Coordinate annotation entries
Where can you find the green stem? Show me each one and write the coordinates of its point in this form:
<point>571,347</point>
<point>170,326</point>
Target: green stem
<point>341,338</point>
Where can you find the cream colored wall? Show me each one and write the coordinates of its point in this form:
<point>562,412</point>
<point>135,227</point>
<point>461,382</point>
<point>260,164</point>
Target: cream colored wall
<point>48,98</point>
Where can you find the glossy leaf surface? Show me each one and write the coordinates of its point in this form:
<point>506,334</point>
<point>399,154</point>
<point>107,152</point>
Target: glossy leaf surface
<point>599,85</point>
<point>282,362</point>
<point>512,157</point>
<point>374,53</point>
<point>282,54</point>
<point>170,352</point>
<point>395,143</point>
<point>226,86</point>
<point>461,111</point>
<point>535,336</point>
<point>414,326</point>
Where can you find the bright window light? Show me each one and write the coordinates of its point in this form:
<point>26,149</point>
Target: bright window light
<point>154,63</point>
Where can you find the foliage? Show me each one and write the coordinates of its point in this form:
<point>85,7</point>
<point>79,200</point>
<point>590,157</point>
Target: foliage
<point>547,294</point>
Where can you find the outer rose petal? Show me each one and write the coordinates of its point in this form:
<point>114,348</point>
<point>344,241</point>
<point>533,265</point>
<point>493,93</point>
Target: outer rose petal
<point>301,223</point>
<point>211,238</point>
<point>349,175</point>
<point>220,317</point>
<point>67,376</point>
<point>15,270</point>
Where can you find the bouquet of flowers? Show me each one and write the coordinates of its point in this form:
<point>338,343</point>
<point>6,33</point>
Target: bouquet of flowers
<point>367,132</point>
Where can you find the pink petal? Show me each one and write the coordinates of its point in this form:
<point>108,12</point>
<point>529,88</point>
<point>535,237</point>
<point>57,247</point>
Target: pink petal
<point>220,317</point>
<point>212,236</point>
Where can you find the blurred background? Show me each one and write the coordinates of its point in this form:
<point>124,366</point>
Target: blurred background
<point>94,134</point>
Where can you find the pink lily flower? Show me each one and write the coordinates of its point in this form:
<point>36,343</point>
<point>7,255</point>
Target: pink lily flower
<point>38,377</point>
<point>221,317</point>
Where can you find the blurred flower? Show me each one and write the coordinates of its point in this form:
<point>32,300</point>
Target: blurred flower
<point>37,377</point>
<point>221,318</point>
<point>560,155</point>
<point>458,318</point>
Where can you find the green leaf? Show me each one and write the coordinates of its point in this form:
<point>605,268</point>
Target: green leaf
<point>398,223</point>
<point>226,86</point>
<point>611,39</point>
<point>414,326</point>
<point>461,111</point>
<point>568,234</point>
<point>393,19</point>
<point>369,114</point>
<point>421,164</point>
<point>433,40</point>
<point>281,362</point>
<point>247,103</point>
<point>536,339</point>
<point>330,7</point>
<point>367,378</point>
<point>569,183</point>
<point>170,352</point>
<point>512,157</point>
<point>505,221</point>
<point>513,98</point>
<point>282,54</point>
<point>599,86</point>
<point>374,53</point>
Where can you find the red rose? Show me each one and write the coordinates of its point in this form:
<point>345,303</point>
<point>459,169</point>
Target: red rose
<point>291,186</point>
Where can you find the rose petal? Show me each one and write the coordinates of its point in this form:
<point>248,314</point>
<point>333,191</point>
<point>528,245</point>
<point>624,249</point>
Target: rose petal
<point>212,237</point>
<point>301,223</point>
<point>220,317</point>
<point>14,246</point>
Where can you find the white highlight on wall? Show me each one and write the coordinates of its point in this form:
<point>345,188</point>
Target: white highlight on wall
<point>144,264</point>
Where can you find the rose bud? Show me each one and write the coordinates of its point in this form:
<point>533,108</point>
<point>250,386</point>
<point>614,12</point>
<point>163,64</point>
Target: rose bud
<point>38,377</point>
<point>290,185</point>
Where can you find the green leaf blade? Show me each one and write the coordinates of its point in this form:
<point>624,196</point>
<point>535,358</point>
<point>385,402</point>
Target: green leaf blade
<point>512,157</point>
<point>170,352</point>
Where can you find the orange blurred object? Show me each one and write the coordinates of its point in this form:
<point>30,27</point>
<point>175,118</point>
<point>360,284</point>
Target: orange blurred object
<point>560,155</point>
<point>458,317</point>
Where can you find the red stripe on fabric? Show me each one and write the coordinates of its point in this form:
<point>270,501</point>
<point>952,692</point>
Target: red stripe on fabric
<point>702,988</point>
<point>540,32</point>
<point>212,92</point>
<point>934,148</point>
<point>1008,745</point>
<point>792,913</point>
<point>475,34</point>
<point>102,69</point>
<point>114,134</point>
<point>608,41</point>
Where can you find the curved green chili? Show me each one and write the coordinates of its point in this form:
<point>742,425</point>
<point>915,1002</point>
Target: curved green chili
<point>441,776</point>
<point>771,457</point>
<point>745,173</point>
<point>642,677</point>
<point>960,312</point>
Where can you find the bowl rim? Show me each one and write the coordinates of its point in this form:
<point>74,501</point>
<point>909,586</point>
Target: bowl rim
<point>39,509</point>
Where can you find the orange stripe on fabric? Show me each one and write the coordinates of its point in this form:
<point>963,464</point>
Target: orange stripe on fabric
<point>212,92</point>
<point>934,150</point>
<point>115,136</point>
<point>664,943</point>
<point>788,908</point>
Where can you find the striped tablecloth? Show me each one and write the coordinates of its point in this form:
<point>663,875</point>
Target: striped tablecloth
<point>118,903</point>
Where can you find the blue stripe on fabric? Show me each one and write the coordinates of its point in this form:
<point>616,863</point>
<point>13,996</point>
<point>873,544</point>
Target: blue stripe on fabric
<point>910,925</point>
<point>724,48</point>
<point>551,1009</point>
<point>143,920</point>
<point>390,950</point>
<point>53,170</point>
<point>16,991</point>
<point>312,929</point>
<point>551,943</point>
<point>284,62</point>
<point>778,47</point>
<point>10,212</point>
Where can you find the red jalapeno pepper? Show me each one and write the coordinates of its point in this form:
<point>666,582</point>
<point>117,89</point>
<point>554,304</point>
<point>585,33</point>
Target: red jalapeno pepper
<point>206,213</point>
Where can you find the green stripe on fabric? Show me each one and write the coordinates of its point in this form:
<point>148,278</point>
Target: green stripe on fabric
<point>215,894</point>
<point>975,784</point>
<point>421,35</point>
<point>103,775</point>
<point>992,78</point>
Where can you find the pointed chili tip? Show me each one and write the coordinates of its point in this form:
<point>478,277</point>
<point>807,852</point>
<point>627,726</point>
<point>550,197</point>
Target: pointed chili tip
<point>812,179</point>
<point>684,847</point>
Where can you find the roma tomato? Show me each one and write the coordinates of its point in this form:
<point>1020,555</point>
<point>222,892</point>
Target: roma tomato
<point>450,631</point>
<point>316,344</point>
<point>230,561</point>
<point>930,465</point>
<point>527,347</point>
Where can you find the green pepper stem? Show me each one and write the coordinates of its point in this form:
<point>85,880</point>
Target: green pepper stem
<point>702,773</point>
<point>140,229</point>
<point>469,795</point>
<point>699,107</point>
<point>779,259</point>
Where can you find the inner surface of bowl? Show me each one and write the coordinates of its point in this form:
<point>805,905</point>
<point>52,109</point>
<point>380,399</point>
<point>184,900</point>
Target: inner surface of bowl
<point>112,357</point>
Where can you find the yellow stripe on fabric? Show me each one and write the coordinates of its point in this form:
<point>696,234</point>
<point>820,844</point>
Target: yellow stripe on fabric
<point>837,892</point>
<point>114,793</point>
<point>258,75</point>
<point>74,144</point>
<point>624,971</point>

§ WHAT TO DO: Rewrite the entries starting with the line containing "Where can you find the foliage?" and going on through the line containing "<point>15,270</point>", keeping the requests as they are. In the answer points only, multiply each coordinate by 1.7 and round to a whole number, rounding halves up.

§ RESULT FOR THIS EXERCISE:
Where can you find the foliage? Show me each one and write the coordinates of its point in this form:
<point>85,7</point>
<point>79,200</point>
<point>590,157</point>
Target: foliage
<point>930,500</point>
Where can you find the outer rose petal? Show me each one and write the coordinates of its point in this form:
<point>114,348</point>
<point>344,241</point>
<point>533,265</point>
<point>493,93</point>
Target: outer rose petal
<point>512,379</point>
<point>359,405</point>
<point>593,298</point>
<point>374,539</point>
<point>114,639</point>
<point>26,459</point>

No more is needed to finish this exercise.